__EXTRAIT CHOISI__:
..............................
B. L’exposition au risque du tableau 57 C et l’étendue des investigations requises
Sur le fond, la cour rappelle la présomption d’imputabilité attachée aux tableaux, sous réserve du respect de leurs conditions. Elle affirme: « Par application des dispositions de l’article L. 461-1 du code la sécurité sociale sont réputées imputables au travail les maladies figurant au tableau des maladies professionnelles lorsque sont remplies les conditions visées par ces mêmes tableaux. »
La caisse a exploité un dossier nourri par des descriptions circonstanciées, accompagnées de photographies, et non contredites par des éléments objectifs opposables. La cour admet la pertinence de cette méthode, sans exiger une étude de poste dès lors que le dossier est complet: « A cet égard il ne peut être reproché à la caisse, dans le cadre de l’instruction des déclarations des maladies de canal carpien gauche et droit, d’avoir utilisé, pour apprécier la situation présente, ce qu’elle connaissait de l’emploi effectif du salarié au travers notamment d’une récente décision d’appel. »
La qualification d’exposition au sens du tableau 57 C est donc retenue, eu égard aux gestes répétés, à la préhension et aux appuis carpien. La motivation est nette: « Dès lors c’est par une appréciation cohérente et justifiée qu’elle a pu estimer, sans recourir à d’autres investigations, que les travaux du tableau 57 C des maladies professionnelles étaient caractérisés pour les maladies de canal carpien gauche et droit déclarées. »
La présomption n’est pas renversée, faute de preuve contraire utilement rapportée par l’employeur. La cour conclut d’ailleurs que: « Les autres conditions du tableau en cause ne sont pas contestées. Par ailleurs l’employeur n’apporte aucun élément pour combattre la présomption du tableau. »
II. Valeur et portée
A. Une clarification utile du contradictoire sans alourdissement procédural
La décision clarifie l’économie de l’article R. 461-9, en consacrant un premier temps contradictoire, suivi d’un accès documentaire sans faculté d’écrire. Ce schéma évite des délais superflus, tout en préservant l’information des parties pendant la consultation passive.
Cette lecture recentre l’inopposabilité procédurale sur l’existence d’un grief, non sur un calendrier interne indicatif, renforçant la sécurité juridique des décisions prises dans le délai de cent vingt jours. Les acteurs savent ainsi que l’essentiel se joue durant les dix jours francs d’échanges contradictoires.
L’exigence de diligence pèse corrélativement sur les parties, invitées à produire intégralement leurs observations dans la première fenêtre. La portée contentieuse est immédiate, puisque la preuve d’une atteinte concrète aux droits de la défense devient déterminante.
..............................
__ENTRÉES RÉPERTORIÉES__:

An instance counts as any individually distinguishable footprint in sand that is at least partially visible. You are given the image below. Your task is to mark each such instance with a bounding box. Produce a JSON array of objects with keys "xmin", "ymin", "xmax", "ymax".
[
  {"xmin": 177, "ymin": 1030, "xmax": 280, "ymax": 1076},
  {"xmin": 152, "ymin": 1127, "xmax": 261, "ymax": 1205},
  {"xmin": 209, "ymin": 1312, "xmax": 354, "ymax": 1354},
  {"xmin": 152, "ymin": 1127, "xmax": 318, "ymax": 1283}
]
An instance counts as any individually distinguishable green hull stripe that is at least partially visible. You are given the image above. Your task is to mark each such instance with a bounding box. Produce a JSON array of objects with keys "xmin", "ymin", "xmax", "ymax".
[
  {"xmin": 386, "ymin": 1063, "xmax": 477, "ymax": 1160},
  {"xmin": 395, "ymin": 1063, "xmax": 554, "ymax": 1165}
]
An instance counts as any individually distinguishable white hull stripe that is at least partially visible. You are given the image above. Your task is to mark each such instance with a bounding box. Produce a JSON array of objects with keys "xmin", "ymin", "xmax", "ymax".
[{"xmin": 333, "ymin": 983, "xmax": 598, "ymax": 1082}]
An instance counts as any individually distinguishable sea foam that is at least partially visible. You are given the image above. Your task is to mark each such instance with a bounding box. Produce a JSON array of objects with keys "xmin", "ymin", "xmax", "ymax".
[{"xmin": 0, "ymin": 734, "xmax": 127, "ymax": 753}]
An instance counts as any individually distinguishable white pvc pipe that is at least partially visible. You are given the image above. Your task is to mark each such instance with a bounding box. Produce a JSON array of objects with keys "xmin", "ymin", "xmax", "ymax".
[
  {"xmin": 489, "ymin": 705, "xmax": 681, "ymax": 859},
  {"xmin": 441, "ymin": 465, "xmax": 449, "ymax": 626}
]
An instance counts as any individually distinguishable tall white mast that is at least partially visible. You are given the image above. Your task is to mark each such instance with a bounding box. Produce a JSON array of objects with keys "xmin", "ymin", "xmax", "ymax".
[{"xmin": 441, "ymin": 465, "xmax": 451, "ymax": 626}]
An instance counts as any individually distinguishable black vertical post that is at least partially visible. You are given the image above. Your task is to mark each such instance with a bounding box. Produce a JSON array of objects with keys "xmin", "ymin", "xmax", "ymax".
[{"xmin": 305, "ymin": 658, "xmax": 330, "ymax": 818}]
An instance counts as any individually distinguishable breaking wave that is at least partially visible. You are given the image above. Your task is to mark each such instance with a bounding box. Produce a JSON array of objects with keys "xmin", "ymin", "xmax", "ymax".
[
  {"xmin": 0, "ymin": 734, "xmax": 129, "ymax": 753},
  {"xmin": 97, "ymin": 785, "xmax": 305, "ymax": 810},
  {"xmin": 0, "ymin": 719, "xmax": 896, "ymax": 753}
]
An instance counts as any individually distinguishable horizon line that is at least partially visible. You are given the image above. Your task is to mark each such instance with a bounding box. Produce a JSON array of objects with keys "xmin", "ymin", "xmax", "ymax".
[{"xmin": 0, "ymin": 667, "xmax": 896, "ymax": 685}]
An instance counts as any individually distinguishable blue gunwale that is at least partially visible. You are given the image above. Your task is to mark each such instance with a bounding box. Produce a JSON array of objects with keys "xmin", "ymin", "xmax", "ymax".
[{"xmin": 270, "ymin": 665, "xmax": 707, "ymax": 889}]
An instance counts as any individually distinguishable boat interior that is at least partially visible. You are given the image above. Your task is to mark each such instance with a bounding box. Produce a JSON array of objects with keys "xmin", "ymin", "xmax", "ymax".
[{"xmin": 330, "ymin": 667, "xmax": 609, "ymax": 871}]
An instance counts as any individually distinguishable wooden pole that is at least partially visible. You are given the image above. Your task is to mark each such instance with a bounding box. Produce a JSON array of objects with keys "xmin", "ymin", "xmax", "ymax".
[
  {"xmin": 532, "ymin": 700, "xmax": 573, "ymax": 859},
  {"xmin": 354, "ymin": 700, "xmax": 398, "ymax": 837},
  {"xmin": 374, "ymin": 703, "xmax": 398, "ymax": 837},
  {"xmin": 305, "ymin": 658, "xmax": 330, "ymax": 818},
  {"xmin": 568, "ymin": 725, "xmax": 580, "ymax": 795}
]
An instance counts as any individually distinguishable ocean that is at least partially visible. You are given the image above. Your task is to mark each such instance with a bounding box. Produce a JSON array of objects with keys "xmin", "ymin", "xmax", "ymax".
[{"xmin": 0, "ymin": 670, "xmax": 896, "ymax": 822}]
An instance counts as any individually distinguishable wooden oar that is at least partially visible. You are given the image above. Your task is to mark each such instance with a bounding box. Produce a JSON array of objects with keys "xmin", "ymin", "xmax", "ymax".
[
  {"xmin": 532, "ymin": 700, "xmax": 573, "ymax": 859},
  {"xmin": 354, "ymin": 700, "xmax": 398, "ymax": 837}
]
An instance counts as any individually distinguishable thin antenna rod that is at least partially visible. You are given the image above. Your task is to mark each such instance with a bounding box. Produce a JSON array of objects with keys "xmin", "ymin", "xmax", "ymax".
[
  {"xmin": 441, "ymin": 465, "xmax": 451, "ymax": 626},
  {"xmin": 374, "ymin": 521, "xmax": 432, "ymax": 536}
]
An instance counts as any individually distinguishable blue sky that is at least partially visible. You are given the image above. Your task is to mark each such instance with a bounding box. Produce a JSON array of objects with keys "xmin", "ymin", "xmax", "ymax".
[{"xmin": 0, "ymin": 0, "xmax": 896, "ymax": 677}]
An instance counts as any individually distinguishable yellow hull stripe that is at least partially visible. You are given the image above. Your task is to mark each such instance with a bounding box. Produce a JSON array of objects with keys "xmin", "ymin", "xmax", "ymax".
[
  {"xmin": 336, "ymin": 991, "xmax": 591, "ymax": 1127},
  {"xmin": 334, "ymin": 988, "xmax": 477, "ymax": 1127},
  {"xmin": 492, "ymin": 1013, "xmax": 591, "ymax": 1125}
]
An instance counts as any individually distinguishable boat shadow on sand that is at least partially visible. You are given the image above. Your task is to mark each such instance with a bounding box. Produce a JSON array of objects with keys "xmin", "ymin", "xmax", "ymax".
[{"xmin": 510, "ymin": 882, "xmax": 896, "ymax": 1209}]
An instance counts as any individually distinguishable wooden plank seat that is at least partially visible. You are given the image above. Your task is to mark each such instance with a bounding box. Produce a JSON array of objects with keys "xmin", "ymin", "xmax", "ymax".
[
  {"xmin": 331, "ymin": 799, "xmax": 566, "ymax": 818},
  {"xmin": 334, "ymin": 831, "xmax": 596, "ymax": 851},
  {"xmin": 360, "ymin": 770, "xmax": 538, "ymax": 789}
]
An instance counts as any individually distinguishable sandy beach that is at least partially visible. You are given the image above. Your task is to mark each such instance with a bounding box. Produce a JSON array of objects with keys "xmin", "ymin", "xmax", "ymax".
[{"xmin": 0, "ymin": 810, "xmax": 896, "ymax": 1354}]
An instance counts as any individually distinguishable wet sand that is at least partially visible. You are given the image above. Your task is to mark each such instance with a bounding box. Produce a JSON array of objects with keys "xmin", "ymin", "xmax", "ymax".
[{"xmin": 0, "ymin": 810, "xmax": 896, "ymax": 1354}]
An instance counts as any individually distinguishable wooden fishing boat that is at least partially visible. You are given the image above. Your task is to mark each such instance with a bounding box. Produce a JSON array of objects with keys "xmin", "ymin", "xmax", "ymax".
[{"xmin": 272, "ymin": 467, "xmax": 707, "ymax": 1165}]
..............................
__ACTION REQUISE 1__:
Recopiez, dans le commentaire sur le tableau 57 C, le passage qui s'ouvre sur les mots contenant "II. Valeur et" et se referme sur "francs d’échanges contradictoires.".
__ACTION REQUISE 2__:
D'après le commentaire sur le tableau 57 C, pendant combien de jours francs d'échanges contradictoires l'essentiel se joue-t-il ?
Les données n'ont aucun rapport avec le commentaire sur le tableau 57 C.

__RÉPONSE 1__:
II. Valeur et portée
A. Une clarification utile du contradictoire sans alourdissement procédural
La décision clarifie l’économie de l’article R. 461-9, en consacrant un premier temps contradictoire, suivi d’un accès documentaire sans faculté d’écrire. Ce schéma évite des délais superflus, tout en préservant l’information des parties pendant la consultation passive.
Cette lecture recentre l’inopposabilité procédurale sur l’existence d’un grief, non sur un calendrier interne indicatif, renforçant la sécurité juridique des décisions prises dans le délai de cent vingt jours. Les acteurs savent ainsi que l’essentiel se joue durant les dix jours francs d’échanges contradictoires.

__RÉPONSE 2__:
Dix jours francs.